- **WHAT YOU NEED TO DO**
Please repeat the data below word for word, leaving nothing out.

- **Pointing dataset records**

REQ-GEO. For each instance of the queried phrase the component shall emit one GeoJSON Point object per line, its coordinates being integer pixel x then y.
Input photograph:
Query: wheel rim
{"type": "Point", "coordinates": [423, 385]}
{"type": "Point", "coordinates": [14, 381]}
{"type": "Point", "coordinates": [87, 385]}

- **TASK OUTPUT**
REQ-GEO. For each instance of the queried phrase the component shall emit one GeoJSON Point object per line, its coordinates being integer pixel x then y.
Input photograph:
Query: wheel rim
{"type": "Point", "coordinates": [423, 385]}
{"type": "Point", "coordinates": [14, 381]}
{"type": "Point", "coordinates": [87, 385]}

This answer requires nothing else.